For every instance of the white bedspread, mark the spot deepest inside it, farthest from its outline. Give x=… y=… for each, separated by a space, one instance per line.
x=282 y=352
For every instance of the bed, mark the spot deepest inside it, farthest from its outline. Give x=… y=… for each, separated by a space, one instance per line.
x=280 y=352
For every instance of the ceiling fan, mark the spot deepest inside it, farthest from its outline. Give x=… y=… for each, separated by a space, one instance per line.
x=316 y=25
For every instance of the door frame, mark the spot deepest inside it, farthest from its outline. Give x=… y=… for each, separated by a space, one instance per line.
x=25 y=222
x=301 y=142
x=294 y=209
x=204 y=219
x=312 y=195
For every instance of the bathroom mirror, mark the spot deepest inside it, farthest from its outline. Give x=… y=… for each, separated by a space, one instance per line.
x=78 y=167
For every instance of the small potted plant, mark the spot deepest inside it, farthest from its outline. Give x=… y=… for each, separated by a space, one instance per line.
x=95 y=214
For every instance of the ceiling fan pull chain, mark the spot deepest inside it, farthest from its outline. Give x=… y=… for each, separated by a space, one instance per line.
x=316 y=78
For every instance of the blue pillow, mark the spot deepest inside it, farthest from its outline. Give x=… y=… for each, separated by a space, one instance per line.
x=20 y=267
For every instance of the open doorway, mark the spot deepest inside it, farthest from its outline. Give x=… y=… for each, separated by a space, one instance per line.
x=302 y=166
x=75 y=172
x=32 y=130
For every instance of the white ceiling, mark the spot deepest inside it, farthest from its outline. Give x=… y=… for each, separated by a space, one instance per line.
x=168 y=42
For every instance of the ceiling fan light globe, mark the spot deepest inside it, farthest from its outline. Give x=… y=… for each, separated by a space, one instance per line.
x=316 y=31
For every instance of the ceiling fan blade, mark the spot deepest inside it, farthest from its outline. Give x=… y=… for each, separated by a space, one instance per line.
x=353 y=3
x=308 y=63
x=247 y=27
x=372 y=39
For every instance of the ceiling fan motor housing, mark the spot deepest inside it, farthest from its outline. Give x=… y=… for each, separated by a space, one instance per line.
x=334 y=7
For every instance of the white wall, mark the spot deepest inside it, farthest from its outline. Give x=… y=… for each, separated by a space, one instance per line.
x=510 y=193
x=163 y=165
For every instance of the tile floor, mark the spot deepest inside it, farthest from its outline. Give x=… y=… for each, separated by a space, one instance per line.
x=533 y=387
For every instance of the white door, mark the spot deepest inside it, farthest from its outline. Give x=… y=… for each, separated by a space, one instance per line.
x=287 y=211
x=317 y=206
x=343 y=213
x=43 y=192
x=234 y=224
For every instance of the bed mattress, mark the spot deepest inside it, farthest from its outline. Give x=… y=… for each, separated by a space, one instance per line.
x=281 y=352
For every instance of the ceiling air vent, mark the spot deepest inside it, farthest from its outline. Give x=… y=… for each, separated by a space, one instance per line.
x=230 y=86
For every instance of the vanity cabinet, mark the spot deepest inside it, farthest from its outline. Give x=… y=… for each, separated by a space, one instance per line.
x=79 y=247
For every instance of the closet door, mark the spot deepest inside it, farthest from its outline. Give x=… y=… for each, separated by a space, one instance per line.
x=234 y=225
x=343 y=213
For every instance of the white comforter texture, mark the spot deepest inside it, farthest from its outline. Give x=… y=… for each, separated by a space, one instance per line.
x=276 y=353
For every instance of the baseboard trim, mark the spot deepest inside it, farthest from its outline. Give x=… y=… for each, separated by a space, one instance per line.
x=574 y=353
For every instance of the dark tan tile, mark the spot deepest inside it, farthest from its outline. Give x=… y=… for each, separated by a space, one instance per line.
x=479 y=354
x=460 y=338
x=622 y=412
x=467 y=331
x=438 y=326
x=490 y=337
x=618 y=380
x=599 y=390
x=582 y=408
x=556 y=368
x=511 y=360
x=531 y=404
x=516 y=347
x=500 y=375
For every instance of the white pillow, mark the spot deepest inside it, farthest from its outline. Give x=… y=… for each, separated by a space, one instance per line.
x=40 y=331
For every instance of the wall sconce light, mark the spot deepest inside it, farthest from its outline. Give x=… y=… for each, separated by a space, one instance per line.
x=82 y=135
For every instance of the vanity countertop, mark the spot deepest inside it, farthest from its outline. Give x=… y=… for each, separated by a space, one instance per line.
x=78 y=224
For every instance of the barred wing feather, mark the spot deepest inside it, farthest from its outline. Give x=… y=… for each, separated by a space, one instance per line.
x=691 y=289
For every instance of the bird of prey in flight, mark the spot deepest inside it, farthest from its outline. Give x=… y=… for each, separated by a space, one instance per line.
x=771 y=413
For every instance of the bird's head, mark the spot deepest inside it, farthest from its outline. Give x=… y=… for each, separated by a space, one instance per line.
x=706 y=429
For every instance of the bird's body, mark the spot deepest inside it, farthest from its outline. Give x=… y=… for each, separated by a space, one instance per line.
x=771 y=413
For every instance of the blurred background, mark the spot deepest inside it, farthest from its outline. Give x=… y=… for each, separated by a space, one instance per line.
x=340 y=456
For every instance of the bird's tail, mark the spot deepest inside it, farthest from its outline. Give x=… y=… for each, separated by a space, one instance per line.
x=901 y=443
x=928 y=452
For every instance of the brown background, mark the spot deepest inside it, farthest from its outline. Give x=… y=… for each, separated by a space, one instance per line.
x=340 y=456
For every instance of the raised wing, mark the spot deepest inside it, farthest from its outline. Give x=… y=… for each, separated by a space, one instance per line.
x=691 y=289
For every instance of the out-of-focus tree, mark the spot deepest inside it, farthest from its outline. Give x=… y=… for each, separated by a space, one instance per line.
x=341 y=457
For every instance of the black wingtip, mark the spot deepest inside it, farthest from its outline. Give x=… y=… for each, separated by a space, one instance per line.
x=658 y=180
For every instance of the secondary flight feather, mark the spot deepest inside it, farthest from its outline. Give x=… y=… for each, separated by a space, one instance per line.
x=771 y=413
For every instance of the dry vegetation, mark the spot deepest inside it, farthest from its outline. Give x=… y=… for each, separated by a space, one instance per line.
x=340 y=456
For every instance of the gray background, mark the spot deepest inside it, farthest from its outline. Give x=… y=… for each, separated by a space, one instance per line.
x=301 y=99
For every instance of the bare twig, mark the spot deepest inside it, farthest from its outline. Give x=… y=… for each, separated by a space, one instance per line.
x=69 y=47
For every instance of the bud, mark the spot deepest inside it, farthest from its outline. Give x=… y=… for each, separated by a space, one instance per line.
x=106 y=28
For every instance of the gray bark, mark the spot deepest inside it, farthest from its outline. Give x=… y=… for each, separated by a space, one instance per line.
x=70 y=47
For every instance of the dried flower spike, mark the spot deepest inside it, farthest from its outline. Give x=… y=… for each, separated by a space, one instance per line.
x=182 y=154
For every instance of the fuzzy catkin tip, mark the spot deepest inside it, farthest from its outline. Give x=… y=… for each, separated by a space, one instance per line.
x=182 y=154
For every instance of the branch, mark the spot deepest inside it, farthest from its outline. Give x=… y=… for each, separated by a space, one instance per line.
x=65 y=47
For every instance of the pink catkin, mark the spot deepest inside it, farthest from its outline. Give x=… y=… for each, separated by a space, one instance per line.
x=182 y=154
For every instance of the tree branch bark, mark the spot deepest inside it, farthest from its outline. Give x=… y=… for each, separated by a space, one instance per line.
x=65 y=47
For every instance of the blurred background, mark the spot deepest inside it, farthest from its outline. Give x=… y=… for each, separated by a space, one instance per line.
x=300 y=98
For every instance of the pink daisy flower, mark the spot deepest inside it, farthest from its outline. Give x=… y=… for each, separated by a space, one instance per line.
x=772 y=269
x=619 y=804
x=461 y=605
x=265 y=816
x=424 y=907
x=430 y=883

__________________________________________________

PROBLEM TO WORK ON
The required response is a complete, exact copy of the records.

TASK RESPONSE
For every instance of the white bedspread, mark the spot deepest inside it, farthest from its outline. Give x=… y=… for each, separated by a space, one instance per line.
x=282 y=352
For every instance of the bed, mark the spot deepest inside it, farthest from its outline. Give x=… y=… for each, separated by a space, one instance per line.
x=280 y=352
For every instance of the ceiling fan, mark the spot deepest inside it, farthest from its outline. Give x=… y=… for each, separated by a space, one instance per line.
x=316 y=25
For every instance of the door frame, mark the spot deepest inside it, farthest from its outline. Give x=… y=… for each, separated by a space, one instance per line.
x=25 y=222
x=301 y=142
x=294 y=209
x=204 y=219
x=312 y=195
For every instance of the bathroom mirror, mark the spot deepest inside it, farthest from its outline. Give x=… y=… for each, separated by a space, one instance per line.
x=78 y=167
For every instance of the small potted plant, mark the spot deepest inside it, farthest from its outline. Give x=… y=… for each, separated by a space, one instance per line.
x=95 y=214
For every instance of the ceiling fan pull chain, mark the spot deepest inside it, farthest from its outline. Give x=… y=… for each, separated by a space, one instance per line.
x=316 y=78
For every instance of the blue pillow, mark the spot deepest inside it, farthest from its outline. Give x=… y=… for each, separated by a space, one instance per line.
x=20 y=267
For every instance of the open doorway, mark the spot deepest inside it, farthest from its outline. Give x=… y=… for each, separated by a space, one instance per line.
x=302 y=166
x=75 y=172
x=32 y=130
For every instance of the white ceiling, mark the spot deepest inside it, farthest from its outline. Give x=… y=… for each, separated by a space, one instance per line.
x=168 y=42
For every instance of the ceiling fan light globe, mark the spot deepest inside it, farthest from its outline. Give x=… y=… for each, separated by a space, one instance per line.
x=316 y=31
For every instance of the ceiling fan blade, mark the spot deepest inside it, farthest from its outline. Give x=… y=… for each, separated by a space, one instance per line.
x=353 y=3
x=308 y=63
x=247 y=27
x=372 y=39
For every instance of the ceiling fan motor housing, mark the spot deepest inside it, farthest from its outline. Give x=… y=… for each, separated by a space, one instance per line.
x=334 y=7
For every instance of the white wall, mark the spot deepest inside it, farthest from its outline. Give x=… y=… for each, separated by a space, one instance per line.
x=510 y=193
x=163 y=165
For every instance of the tile floor, mark the spot deepest inside it, farthest from its outline. Give x=… y=… for each, separated by a space, one instance per line.
x=533 y=387
For every instance of the white door, mark the spot deepest inside it, farthest from its outline. Give x=… y=… for each, separated by a space, one instance per line.
x=287 y=211
x=317 y=206
x=343 y=213
x=43 y=192
x=234 y=224
For every instance of the bed mattress, mark the spot deepest inside it, farthest from its outline. Give x=… y=… for each, separated by a space, one instance per line.
x=281 y=352
For every instance of the ceiling air vent, mark the spot deepest inside it, farthest from its outline. Give x=… y=… for each, separated by a space, one instance per line.
x=230 y=86
For every instance of the vanity cabinet, mark the spot deepest inside it, farthest from its outline. Give x=… y=… for each, separated by a space, one instance per line.
x=79 y=247
For every instance of the closet door, mark the spot deepest inside it, farthest from its outline. Give x=… y=… for each, separated by a space, one instance per line.
x=234 y=225
x=343 y=213
For every instance of the white comforter texture, mark the spot deepest inside it, farthest from its outline. Give x=… y=… for each, separated by a space, one instance per line.
x=276 y=353
For every instance of the baseboard trim, mark the spot deepest inside it, farthest from its outline. Give x=… y=… for each, separated by a space, one instance per line.
x=574 y=353
For every instance of the dark tan tile, mark the spot deepest inside it, farthest from its outline. Give x=… y=… for each, separated by a space, one instance per line.
x=479 y=354
x=460 y=338
x=622 y=412
x=467 y=331
x=438 y=326
x=490 y=337
x=618 y=380
x=599 y=390
x=582 y=408
x=556 y=368
x=511 y=360
x=531 y=404
x=516 y=347
x=500 y=375
For every instance of the white pillow, mark the spot deepest inside it, farthest from its outline. Give x=… y=… for each, separated by a space, one instance per line.
x=40 y=331
For every instance of the wall sconce light, mark the spot deepest inside it, farthest from its outline. Give x=… y=… for each, separated by a space, one instance per line.
x=82 y=135
For every instance of the vanity countertop, mark the spot deepest inside it, farthest from its outline. Give x=… y=… for each, separated by a space, one instance per line.
x=78 y=224
For every instance of the barred wing feather, mark the spot deepest inside it, farthest from its outline. Give x=… y=… for each, separated by a space, one instance per line.
x=691 y=289
For every instance of the bird of prey in flight, mark the spot deepest inside it, farthest from its outline. Give x=… y=… for each, separated by a space, one instance per line.
x=771 y=413
For every instance of the bird's head, mark the spot deepest inside it, farthest from its outline. Give x=… y=… for each, separated by a space, one instance per line.
x=706 y=429
For every instance of the bird's body, mark the spot deepest inside it, farthest from its outline. Give x=… y=… for each, separated by a space, one instance per line.
x=771 y=413
For every instance of the blurred background, mark the spot deepest inside it, farthest from its outline. Give x=… y=… for each, separated by a space, one instance per line.
x=340 y=456
For every instance of the bird's tail, mark the spot deepest inside it, farthest from its outline. Give x=… y=… for each, separated by a space, one instance per line.
x=901 y=443
x=928 y=452
For every instance of the brown background, mark the spot deepest inside it, farthest from its outline. Give x=… y=… for each, separated by a space, one instance per line.
x=340 y=456
For every instance of the raised wing, mark the spot deepest inside it, farthest from its outline. Give x=… y=… for each, separated by a space, one instance per line.
x=691 y=289
For every instance of the out-of-focus tree, mark the spot deepest inside it, farthest from its outline. Give x=… y=… for each, separated by a space, one instance per line.
x=341 y=457
For every instance of the black wingtip, mark the spot deepest inside it, farthest from its outline. Give x=… y=… for each, separated by a space, one instance per line.
x=658 y=180
For every instance of the secondary flight feather, mark the spot deepest inside it, farthest from its outline. Give x=… y=… for each, separated by a space, one instance per line.
x=771 y=413
For every instance of the dry vegetation, mark the spot deepest inside it, farthest from its outline. Give x=… y=… for each, separated by a space, one instance per line.
x=340 y=456
For every instance of the gray background, mark the spot deepest inside it, farthest from its outline. Give x=… y=… for each, separated by a space, one instance per line.
x=301 y=99
For every instance of the bare twig, mark the spot deepest inside it, farthest from its outline. Give x=… y=… for each, separated by a space, one instance per line.
x=69 y=47
For every instance of the bud, mark the spot deepest inside it, farthest from its outline. Give x=… y=… for each, separated by a space, one instance per line.
x=106 y=28
For every instance of the gray bark, mark the spot deepest inside it, farthest from its outline. Give x=… y=… for each, separated by a space, one instance per line.
x=70 y=47
For every instance of the dried flower spike, mark the spot deepest inside it, farthest from its outline. Give x=… y=… for each, separated by a space, one instance per line.
x=182 y=154
For every instance of the fuzzy catkin tip, mark the spot deepest inside it, farthest from its outline. Give x=… y=… for each, separated by a space, one instance per line.
x=182 y=154
For every instance of the branch, mark the spot deepest inside it, farthest from its outline. Give x=… y=… for each, separated by a space, one instance per line.
x=65 y=47
For every instance of the pink catkin, mark the spot deepest inside it, farthest from its outline. Give x=… y=… for each, separated by a space, one instance per line.
x=182 y=154
For every instance of the tree branch bark, mark the spot deepest inside it, farthest from its outline. Give x=… y=… for each, separated by a space, one instance per line.
x=65 y=47
For every instance of the blurred background, mark the spot deepest inside it, farthest from its outline. Give x=… y=… for each, separated by a space, one instance per line.
x=300 y=98
For every instance of the pink daisy flower, mark the spot deepest inside it, farthest from its outline. Give x=… y=… for each, separated by a space, one instance per line.
x=772 y=269
x=619 y=804
x=461 y=605
x=265 y=816
x=424 y=907
x=430 y=883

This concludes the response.